= Record extracts =
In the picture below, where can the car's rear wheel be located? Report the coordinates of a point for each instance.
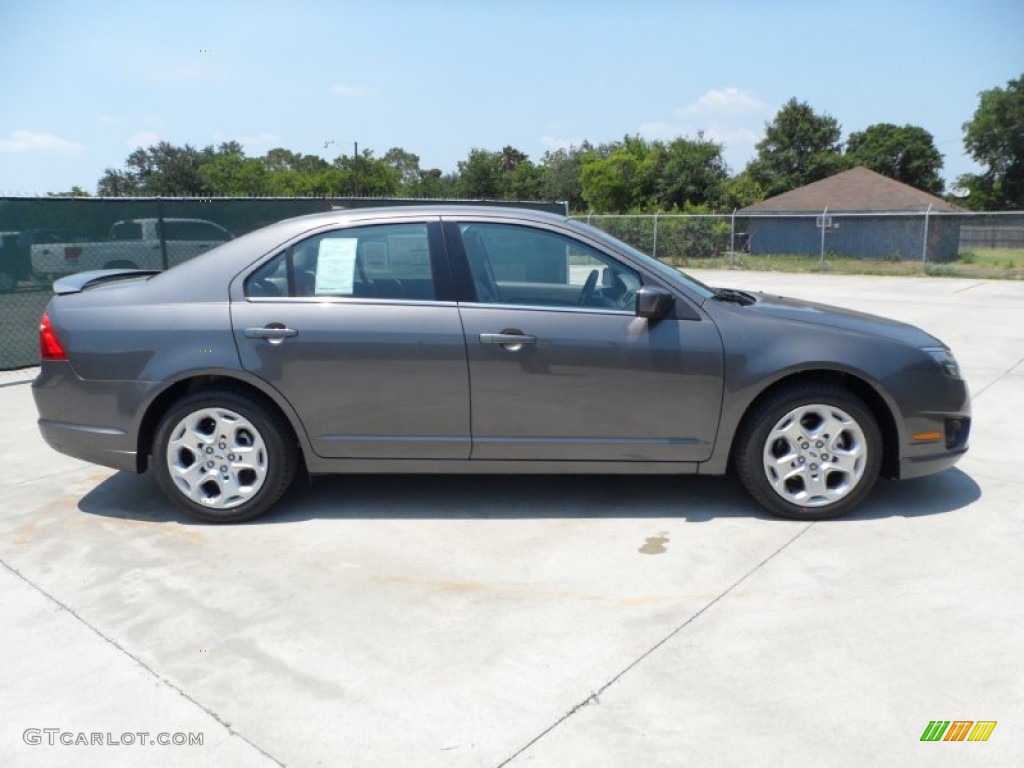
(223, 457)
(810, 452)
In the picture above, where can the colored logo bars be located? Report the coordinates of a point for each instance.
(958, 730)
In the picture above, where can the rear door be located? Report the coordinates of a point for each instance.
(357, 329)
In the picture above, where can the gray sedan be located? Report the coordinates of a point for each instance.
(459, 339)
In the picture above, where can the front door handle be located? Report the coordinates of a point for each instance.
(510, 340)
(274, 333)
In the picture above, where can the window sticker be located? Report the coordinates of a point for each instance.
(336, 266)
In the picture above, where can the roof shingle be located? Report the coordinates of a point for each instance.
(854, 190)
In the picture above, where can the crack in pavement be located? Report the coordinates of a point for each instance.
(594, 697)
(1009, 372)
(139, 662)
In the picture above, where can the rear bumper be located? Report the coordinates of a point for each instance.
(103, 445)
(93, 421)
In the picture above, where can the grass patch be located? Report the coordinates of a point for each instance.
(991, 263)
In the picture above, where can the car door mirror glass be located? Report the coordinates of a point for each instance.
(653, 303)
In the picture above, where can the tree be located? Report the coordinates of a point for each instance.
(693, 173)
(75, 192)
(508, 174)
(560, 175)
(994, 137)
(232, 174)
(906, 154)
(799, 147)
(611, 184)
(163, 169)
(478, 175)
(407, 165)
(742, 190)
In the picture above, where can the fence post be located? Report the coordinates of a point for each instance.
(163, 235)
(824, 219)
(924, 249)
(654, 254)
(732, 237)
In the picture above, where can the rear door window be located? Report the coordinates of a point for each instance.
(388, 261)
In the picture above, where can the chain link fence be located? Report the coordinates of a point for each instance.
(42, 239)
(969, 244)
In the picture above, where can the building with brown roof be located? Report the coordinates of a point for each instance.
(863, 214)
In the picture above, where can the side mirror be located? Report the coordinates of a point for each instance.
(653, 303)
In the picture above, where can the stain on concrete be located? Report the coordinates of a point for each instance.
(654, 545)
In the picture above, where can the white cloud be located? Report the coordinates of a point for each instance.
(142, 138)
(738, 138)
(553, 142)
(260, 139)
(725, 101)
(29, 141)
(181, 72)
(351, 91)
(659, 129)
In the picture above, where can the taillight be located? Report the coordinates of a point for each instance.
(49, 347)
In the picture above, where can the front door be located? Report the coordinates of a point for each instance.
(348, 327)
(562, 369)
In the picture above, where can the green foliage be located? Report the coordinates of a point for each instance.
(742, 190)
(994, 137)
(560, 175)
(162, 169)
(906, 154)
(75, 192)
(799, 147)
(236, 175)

= Problem statement =
Substitute "brake light" for "taillight" in the data, starting with the line that contains "In the picture above, where can the tree" and going on through the last line of the data. Reproduce only those lines, with everything else left unchanged.

= Final answer =
In the picture above, where can the tree be located? Report the coordinates of a point for each instance.
(693, 173)
(75, 192)
(508, 174)
(560, 175)
(994, 137)
(232, 174)
(906, 154)
(799, 147)
(611, 184)
(163, 169)
(478, 175)
(407, 165)
(742, 190)
In the picture above, where can the fence post be located? Report the coordinates of a point for each instance.
(163, 235)
(824, 219)
(924, 249)
(654, 254)
(732, 237)
In the picture above, where can the rear door window be located? Report the coordinates of a point for each instance.
(388, 261)
In the picture above, where can the chain link fence be located? Report the coordinates of a point for each instance.
(42, 239)
(969, 244)
In the picture above, where can the building with brown roof be located? Report the coordinates of a point for each instance.
(863, 214)
In the picture above, where can the side mirror be located? Report the coordinates of a point for each instance.
(653, 303)
In the picture above, where can the stain on concrete be located? Report the coordinates of a point for each instance.
(654, 545)
In the picture above, where can the white cloud be located? Report the coordinates of a point for each instance.
(142, 138)
(738, 138)
(553, 142)
(260, 139)
(725, 101)
(29, 141)
(181, 72)
(351, 91)
(659, 129)
In the picture above, where can the brake light be located? Report the coordinates of a point for each instance.
(49, 347)
In the picture above, where can the front door be located? Report the coordinates of a point for each instance.
(348, 327)
(562, 369)
In the picture above, where can the green foliage be located? Report the coordinates of a point for each instance.
(742, 190)
(994, 137)
(560, 175)
(162, 169)
(906, 154)
(75, 192)
(799, 147)
(236, 175)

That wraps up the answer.